Position identification records:
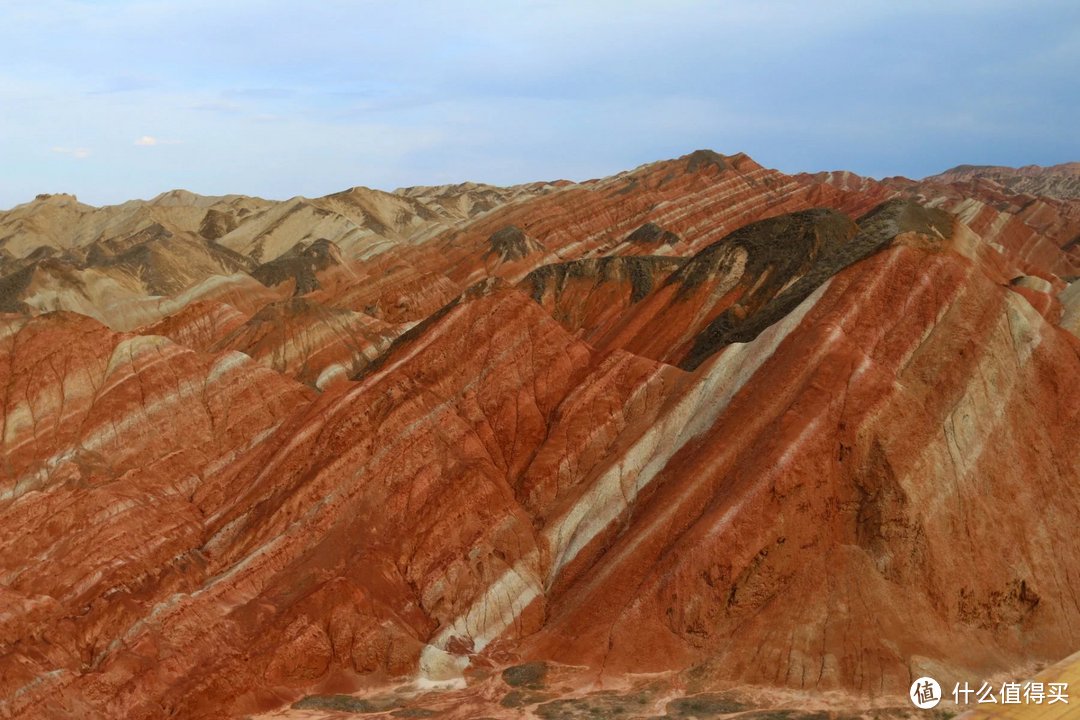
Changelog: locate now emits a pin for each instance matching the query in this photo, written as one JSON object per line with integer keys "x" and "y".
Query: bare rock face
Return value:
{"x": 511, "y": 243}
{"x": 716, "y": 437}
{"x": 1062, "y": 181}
==
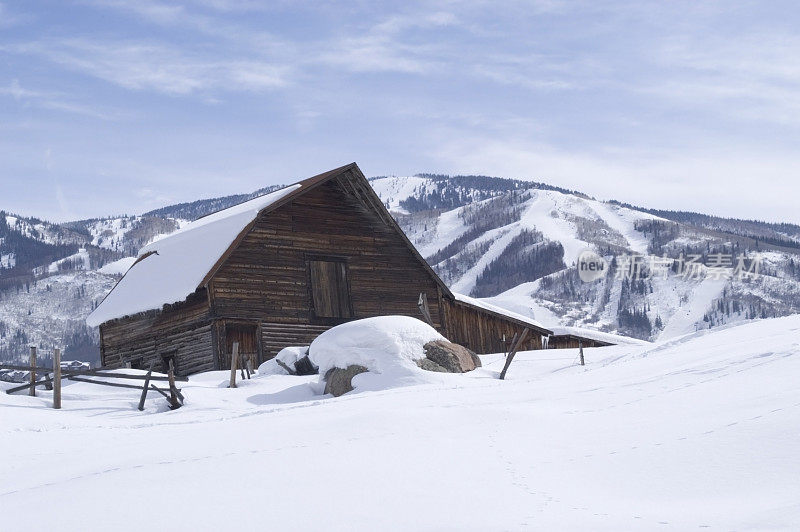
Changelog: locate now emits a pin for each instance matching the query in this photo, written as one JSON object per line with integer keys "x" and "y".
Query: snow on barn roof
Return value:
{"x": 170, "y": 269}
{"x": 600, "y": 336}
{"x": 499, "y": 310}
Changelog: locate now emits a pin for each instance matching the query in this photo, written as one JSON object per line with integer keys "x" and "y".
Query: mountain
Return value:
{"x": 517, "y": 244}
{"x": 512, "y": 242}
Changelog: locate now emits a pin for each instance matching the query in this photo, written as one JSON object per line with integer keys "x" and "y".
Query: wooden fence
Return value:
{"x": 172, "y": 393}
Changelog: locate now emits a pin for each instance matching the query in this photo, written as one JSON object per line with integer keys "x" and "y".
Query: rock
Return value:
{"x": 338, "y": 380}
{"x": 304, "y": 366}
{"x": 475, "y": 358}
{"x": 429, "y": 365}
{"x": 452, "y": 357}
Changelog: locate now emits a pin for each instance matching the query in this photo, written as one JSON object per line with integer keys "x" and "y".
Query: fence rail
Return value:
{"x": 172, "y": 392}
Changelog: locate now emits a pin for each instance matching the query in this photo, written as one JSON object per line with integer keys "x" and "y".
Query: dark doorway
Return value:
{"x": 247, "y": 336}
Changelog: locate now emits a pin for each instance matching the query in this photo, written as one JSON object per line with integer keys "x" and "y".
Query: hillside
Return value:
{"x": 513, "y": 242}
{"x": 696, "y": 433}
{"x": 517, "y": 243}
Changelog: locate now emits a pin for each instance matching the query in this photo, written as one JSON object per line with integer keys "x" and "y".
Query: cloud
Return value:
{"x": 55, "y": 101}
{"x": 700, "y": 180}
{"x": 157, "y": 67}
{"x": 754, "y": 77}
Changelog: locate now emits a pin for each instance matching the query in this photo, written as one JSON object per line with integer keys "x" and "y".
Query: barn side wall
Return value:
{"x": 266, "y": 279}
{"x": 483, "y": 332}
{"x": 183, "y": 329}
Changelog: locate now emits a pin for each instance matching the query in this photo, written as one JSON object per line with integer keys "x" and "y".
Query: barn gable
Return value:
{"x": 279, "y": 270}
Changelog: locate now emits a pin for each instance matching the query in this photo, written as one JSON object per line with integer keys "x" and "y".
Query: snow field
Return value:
--
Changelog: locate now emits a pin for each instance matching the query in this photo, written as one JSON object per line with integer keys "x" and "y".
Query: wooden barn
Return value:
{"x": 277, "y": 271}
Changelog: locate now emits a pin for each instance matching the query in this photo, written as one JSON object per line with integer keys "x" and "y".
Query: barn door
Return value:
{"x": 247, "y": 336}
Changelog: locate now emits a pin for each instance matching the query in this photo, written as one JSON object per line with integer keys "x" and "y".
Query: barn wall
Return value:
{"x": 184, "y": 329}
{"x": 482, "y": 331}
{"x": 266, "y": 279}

* AIM OF THE EXERCISE *
Locate each line in the material above that contains the word "barn" and copy all of those lines.

* FINISHED TASK *
Query: snow on barn roof
Query: barn side wall
Query: barn gable
Query: wooden barn
Query: barn door
Query: barn wall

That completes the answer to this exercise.